| Aim of the task |
Please lay out every line of the items below as a numbered list, skipping blank lines and omitting the pictures.

| Extracted data entries |
• • • • • • •
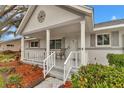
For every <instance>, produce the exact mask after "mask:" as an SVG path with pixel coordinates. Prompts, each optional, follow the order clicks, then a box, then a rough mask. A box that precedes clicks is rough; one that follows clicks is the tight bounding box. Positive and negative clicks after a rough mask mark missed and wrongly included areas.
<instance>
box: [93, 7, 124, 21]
mask: <svg viewBox="0 0 124 93" xmlns="http://www.w3.org/2000/svg"><path fill="white" fill-rule="evenodd" d="M92 7H93V8H94V21H95V23H100V22H106V21H111V20H115V19H124V5H123V6H120V5H109V6H107V5H94V6H92Z"/></svg>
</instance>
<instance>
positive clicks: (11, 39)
mask: <svg viewBox="0 0 124 93" xmlns="http://www.w3.org/2000/svg"><path fill="white" fill-rule="evenodd" d="M13 41H21V37H19V38H15V39H10V40H6V41H0V44H1V43H8V42H13Z"/></svg>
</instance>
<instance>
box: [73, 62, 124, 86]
mask: <svg viewBox="0 0 124 93" xmlns="http://www.w3.org/2000/svg"><path fill="white" fill-rule="evenodd" d="M71 81H72V85H73V87H74V88H124V68H115V67H113V66H102V65H91V64H90V65H88V66H82V67H81V68H80V69H79V70H78V72H77V73H75V74H73V75H72V77H71Z"/></svg>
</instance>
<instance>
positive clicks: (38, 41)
mask: <svg viewBox="0 0 124 93" xmlns="http://www.w3.org/2000/svg"><path fill="white" fill-rule="evenodd" d="M30 47H31V48H35V47H39V41H31V42H30Z"/></svg>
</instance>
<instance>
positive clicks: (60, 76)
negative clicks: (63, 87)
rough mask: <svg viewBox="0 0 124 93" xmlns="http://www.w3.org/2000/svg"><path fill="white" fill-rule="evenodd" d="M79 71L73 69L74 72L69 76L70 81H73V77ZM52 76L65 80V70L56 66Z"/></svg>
mask: <svg viewBox="0 0 124 93" xmlns="http://www.w3.org/2000/svg"><path fill="white" fill-rule="evenodd" d="M75 71H77V70H76V69H72V71H71V72H70V74H69V77H68V80H70V79H71V75H72V74H73V73H74V72H75ZM49 75H50V76H52V77H55V78H57V79H60V80H63V76H64V69H62V68H60V67H57V66H55V67H54V68H53V69H52V70H51V71H50V73H49Z"/></svg>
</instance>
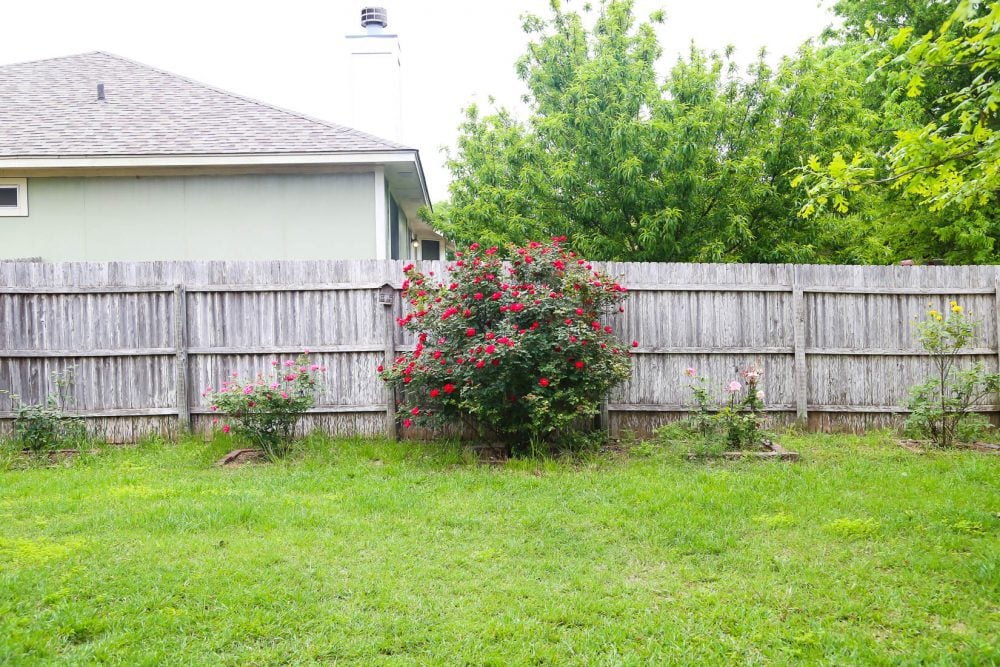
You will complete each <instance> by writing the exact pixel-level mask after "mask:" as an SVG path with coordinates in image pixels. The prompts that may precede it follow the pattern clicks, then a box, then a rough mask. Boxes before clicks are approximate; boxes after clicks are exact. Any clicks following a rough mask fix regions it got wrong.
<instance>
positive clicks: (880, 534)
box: [0, 436, 1000, 665]
mask: <svg viewBox="0 0 1000 667" xmlns="http://www.w3.org/2000/svg"><path fill="white" fill-rule="evenodd" d="M782 442H783V443H784V444H785V445H786V446H787V447H789V448H792V449H797V450H798V451H800V452H801V453H802V454H803V457H804V460H803V461H802V462H799V463H795V464H782V463H774V462H744V463H721V462H716V463H705V462H689V461H687V460H686V459H685V458H684V457H683V456H681V455H680V450H683V449H685V447H684V446H680V447H673V448H672V447H669V446H660V447H657V446H651V445H644V446H641V447H639V448H637V449H636V450H634V451H632V452H631V453H630V454H629V455H627V456H626V455H622V454H614V455H604V456H601V457H596V456H595V457H589V458H577V459H574V460H559V461H530V460H518V461H513V462H511V463H509V464H507V465H506V466H503V467H491V466H485V465H478V464H476V463H474V462H473V461H472V460H471V459H470V458H469V457H468V456H467V455H464V454H463V453H462V451H461V450H460V449H457V448H455V447H452V446H447V445H420V444H392V443H379V442H365V441H328V440H322V439H315V440H313V441H311V442H308V443H306V445H305V448H304V450H303V451H302V452H300V453H298V454H296V455H295V456H294V457H293V459H292V460H290V461H288V462H285V463H281V464H277V465H253V466H246V467H243V468H240V469H225V470H223V469H219V468H215V467H213V466H212V462H213V461H214V460H216V459H217V458H219V457H220V456H221V454H223V453H224V452H225V450H226V448H227V447H228V446H231V444H232V443H231V442H227V441H223V440H220V441H217V442H213V443H208V444H205V443H200V442H187V443H182V444H179V445H169V444H167V445H164V444H155V443H154V444H147V445H143V446H139V447H136V448H128V449H108V450H106V451H103V452H101V453H100V454H99V455H96V456H88V457H84V458H81V459H79V460H76V461H74V462H72V463H70V464H66V465H64V466H61V467H55V468H43V467H35V468H29V469H8V470H4V471H3V472H0V526H2V531H0V664H17V665H21V664H42V663H44V664H51V663H56V664H60V663H61V664H87V663H93V662H111V663H122V664H129V665H133V664H150V665H152V664H213V665H215V664H233V665H237V664H239V665H242V664H308V663H324V664H330V663H339V664H400V665H406V664H472V665H479V664H495V665H511V664H560V665H563V664H578V665H602V664H605V665H618V664H657V665H660V664H784V663H800V662H804V663H809V664H829V665H846V664H854V665H858V664H925V663H934V664H969V665H972V664H975V665H985V664H992V663H996V662H1000V645H998V641H1000V635H998V632H1000V539H998V538H1000V457H996V456H990V455H986V454H980V453H972V452H951V453H932V454H927V455H923V456H920V455H915V454H913V453H911V452H909V451H906V450H904V449H901V448H899V447H898V446H896V445H894V444H892V442H891V441H890V440H889V438H888V437H886V436H868V437H865V438H855V437H835V436H810V437H793V436H786V437H785V438H783V440H782Z"/></svg>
• • • • • • •
| Answer section |
1. For every <instance>, produce the exact mask after "mask:" as an SVG path with pixel coordinates. Prompts, each optional, follow the order clicks, then a box, then a rough mask. A box that precedes clicks is rough; one that follows clicks is the tight bounding box. Positive and negative clicks after a rough mask mark missed and wrongly included areas.
2. <instance>
3. box: [93, 7, 124, 21]
4. mask: <svg viewBox="0 0 124 93" xmlns="http://www.w3.org/2000/svg"><path fill="white" fill-rule="evenodd" d="M92 7H93V8H94V21H95V23H100V22H106V21H111V20H115V19H124V5H123V6H120V5H109V6H107V5H94V6H92Z"/></svg>
5. </instance>
6. <instance>
7. positive clicks: (11, 39)
8. mask: <svg viewBox="0 0 124 93" xmlns="http://www.w3.org/2000/svg"><path fill="white" fill-rule="evenodd" d="M13 41H21V37H19V38H15V39H10V40H6V41H0V44H1V43H8V42H13Z"/></svg>
9. </instance>
10. <instance>
11. box: [73, 62, 124, 86]
12. mask: <svg viewBox="0 0 124 93" xmlns="http://www.w3.org/2000/svg"><path fill="white" fill-rule="evenodd" d="M71 81H72V85H73V87H74V88H124V68H115V67H113V66H102V65H91V64H90V65H88V66H82V67H81V68H80V69H79V70H78V72H77V73H75V74H73V75H72V77H71Z"/></svg>
13. </instance>
14. <instance>
15. positive clicks: (38, 41)
16. mask: <svg viewBox="0 0 124 93" xmlns="http://www.w3.org/2000/svg"><path fill="white" fill-rule="evenodd" d="M30 47H31V48H35V47H39V41H31V42H30Z"/></svg>
17. </instance>
18. <instance>
19. positive clicks: (60, 76)
20. negative clicks: (63, 87)
21. rough mask: <svg viewBox="0 0 124 93" xmlns="http://www.w3.org/2000/svg"><path fill="white" fill-rule="evenodd" d="M79 71L73 69L74 72L69 76L70 81H73V77ZM52 76L65 80V70L56 66Z"/></svg>
22. mask: <svg viewBox="0 0 124 93" xmlns="http://www.w3.org/2000/svg"><path fill="white" fill-rule="evenodd" d="M75 71H77V70H76V69H72V71H71V72H70V74H69V77H68V80H70V79H71V75H72V74H73V73H74V72H75ZM49 75H50V76H52V77H55V78H57V79H60V80H63V76H64V69H62V68H60V67H57V66H55V67H54V68H53V69H52V70H51V71H50V73H49Z"/></svg>
23. </instance>
24. You will complete each <instance> by writing the exact pixel-level mask after "mask:" as an SVG path with coordinates in image pixels. The prompts that may precede it follow the pattern clicks, then a box, then a rough mask. Boxes before clicks are approximate; boxes after clicks are exact. Any clicks following a rough mask fix regions it got wrong.
25. <instance>
26. positive clicks: (880, 534)
27. box: [0, 436, 1000, 665]
28. mask: <svg viewBox="0 0 1000 667" xmlns="http://www.w3.org/2000/svg"><path fill="white" fill-rule="evenodd" d="M782 442H783V443H784V444H785V445H786V446H787V447H789V448H792V449H797V450H798V451H800V452H801V453H802V454H803V457H804V460H803V461H802V462H799V463H795V464H782V463H774V462H744V463H721V462H716V463H705V462H689V461H687V460H686V459H685V458H684V457H683V456H681V455H680V450H683V449H685V447H684V446H680V447H673V448H672V447H669V446H660V447H657V446H651V445H644V446H641V447H639V448H637V449H636V450H634V451H632V452H631V453H630V454H629V455H627V456H626V455H622V454H614V455H604V456H601V457H596V456H595V457H589V458H577V459H574V460H559V461H530V460H518V461H513V462H511V463H509V464H507V465H506V466H503V467H491V466H485V465H478V464H476V463H474V462H473V461H472V460H471V459H470V458H469V457H468V456H467V455H464V454H463V453H462V451H461V450H460V449H457V448H455V447H452V446H447V445H420V444H392V443H379V442H365V441H328V440H322V439H315V440H313V441H311V442H308V443H306V445H305V448H304V450H303V451H302V452H300V453H298V454H296V455H295V456H294V457H293V459H292V460H290V461H288V462H285V463H281V464H277V465H253V466H246V467H243V468H240V469H225V470H223V469H219V468H215V467H213V466H212V462H213V461H214V460H216V459H217V458H219V457H220V456H221V454H223V453H224V452H225V450H226V448H227V447H228V446H231V444H232V443H231V442H227V441H223V440H220V441H217V442H213V443H208V444H205V443H200V442H187V443H182V444H179V445H169V444H167V445H164V444H155V443H154V444H147V445H143V446H139V447H136V448H128V449H108V450H106V451H103V452H101V453H100V454H99V455H96V456H88V457H84V458H81V459H79V460H76V461H74V462H72V463H70V464H66V465H64V466H61V467H55V468H43V467H35V468H29V469H8V470H4V471H3V472H0V526H2V531H0V664H17V665H21V664H42V663H44V664H51V663H56V664H60V663H61V664H87V663H93V662H111V663H122V664H129V665H133V664H150V665H152V664H213V665H215V664H233V665H237V664H239V665H242V664H308V663H324V664H330V663H339V664H400V665H406V664H472V665H479V664H495V665H511V664H560V665H563V664H578V665H602V664H605V665H618V664H657V665H660V664H784V663H800V662H804V663H809V664H829V665H846V664H854V665H858V664H925V663H934V664H969V665H972V664H975V665H985V664H992V663H996V662H1000V645H998V641H1000V635H998V632H1000V539H998V538H1000V457H996V456H990V455H986V454H980V453H972V452H951V453H932V454H927V455H923V456H920V455H915V454H913V453H911V452H909V451H906V450H904V449H901V448H899V447H898V446H896V445H894V444H892V442H891V441H890V440H889V438H888V437H886V436H868V437H865V438H855V437H835V436H810V437H793V436H786V437H785V438H783V440H782Z"/></svg>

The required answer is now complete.